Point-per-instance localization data
▼

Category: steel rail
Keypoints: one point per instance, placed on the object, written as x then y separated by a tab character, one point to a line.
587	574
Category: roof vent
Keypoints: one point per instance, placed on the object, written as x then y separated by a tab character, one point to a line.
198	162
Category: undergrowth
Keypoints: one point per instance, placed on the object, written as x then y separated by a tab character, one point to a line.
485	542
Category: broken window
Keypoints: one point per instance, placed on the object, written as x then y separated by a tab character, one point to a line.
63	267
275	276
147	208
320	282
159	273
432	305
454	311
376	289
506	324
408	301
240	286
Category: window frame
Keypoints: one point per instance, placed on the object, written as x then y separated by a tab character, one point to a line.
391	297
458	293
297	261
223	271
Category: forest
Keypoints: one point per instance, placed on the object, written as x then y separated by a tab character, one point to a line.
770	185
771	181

▲

What to work on:
List every line above that holds the word "Category".

Task result:
Category: steel rail
Category: roof vent
Category: undergrowth
Category: broken window
Category: window frame
Category: forest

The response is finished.